• **Problem to solve**
State how many lines in the entries below contain the word "wooden", and give only that number.

────────

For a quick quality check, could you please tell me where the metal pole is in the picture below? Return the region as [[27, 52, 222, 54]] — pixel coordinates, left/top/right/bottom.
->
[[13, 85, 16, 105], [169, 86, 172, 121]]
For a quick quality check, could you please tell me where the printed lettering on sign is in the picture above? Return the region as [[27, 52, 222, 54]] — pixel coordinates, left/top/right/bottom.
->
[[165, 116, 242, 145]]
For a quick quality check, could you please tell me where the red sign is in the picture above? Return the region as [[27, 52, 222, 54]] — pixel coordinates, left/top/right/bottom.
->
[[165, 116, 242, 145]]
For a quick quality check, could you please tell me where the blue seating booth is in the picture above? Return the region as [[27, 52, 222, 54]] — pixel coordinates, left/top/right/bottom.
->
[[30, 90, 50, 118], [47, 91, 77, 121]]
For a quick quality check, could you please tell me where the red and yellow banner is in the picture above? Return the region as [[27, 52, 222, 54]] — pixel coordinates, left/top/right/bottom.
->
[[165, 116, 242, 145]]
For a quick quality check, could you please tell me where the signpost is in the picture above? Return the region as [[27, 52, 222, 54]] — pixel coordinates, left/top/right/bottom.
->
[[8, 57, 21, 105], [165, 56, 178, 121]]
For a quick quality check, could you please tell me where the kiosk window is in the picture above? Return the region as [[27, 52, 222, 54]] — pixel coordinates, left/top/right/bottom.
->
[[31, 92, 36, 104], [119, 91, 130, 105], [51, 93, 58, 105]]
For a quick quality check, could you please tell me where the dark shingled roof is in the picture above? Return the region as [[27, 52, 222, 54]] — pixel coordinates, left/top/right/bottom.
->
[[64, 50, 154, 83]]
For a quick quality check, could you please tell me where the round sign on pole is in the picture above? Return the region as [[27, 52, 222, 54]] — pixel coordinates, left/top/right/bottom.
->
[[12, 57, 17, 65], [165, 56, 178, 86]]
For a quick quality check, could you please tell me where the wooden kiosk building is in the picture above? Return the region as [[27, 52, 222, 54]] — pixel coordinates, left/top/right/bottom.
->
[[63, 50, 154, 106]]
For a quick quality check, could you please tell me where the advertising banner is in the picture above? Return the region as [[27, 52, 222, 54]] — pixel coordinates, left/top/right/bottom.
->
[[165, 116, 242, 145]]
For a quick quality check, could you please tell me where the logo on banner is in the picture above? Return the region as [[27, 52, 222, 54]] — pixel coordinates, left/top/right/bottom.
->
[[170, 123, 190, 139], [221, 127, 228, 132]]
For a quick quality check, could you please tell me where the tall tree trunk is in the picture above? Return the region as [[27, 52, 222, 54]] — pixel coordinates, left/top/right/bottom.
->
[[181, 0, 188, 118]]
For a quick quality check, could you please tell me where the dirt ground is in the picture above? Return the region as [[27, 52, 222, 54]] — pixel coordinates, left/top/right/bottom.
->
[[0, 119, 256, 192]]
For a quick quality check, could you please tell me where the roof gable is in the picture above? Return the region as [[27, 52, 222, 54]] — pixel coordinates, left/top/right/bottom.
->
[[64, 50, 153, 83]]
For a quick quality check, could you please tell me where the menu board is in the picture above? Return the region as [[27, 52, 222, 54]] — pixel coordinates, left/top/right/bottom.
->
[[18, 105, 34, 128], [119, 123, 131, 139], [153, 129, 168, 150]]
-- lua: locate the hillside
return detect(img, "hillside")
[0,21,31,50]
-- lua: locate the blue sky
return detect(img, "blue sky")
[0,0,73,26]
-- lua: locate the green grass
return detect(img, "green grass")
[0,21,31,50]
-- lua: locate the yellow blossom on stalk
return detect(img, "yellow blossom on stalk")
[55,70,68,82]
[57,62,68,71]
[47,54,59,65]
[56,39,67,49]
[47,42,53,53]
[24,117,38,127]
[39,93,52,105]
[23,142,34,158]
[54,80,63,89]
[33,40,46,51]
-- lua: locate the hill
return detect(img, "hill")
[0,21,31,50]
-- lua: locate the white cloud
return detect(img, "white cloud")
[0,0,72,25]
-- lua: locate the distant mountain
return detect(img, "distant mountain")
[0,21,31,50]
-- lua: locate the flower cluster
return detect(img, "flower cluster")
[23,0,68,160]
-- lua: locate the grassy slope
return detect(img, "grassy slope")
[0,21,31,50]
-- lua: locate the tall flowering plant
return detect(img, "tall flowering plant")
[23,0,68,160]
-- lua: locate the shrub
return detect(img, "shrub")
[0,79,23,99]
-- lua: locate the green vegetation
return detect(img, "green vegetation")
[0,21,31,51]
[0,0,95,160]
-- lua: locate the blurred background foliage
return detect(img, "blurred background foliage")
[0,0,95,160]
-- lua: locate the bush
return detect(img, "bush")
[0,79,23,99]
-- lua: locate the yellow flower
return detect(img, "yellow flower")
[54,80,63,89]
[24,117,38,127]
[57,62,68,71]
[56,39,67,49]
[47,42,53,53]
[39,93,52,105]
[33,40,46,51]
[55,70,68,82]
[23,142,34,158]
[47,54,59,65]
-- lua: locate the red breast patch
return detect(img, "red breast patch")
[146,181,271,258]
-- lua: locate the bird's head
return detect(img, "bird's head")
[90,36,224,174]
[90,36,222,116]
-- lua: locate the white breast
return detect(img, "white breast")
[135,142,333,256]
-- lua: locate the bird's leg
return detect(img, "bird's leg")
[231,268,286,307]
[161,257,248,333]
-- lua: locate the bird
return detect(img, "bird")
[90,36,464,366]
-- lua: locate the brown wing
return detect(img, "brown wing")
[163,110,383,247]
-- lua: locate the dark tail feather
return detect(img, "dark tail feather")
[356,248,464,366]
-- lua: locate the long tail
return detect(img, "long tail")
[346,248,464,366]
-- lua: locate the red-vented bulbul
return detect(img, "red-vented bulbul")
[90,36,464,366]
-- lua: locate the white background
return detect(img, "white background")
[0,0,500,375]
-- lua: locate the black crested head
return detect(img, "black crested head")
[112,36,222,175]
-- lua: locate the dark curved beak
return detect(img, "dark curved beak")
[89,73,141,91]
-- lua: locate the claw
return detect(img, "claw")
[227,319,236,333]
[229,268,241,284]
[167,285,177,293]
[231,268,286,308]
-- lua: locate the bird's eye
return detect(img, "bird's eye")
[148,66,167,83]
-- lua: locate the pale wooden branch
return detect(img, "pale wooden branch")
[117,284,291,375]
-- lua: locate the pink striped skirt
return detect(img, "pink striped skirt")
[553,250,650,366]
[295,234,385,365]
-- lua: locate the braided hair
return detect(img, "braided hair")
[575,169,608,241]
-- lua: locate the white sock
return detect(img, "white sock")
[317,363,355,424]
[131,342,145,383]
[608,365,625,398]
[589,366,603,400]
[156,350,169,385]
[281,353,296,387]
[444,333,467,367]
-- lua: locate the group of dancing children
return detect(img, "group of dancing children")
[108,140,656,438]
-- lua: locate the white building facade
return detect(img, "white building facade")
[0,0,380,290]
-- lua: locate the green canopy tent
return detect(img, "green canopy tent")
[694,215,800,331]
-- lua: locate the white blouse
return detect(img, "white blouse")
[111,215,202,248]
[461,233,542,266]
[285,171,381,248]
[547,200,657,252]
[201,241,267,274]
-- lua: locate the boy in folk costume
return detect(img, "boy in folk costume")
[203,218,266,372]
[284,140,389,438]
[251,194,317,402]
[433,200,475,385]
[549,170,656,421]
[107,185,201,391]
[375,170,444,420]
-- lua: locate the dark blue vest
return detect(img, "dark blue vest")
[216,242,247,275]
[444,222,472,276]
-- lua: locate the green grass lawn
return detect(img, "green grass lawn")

────────

• **Answer in full**
3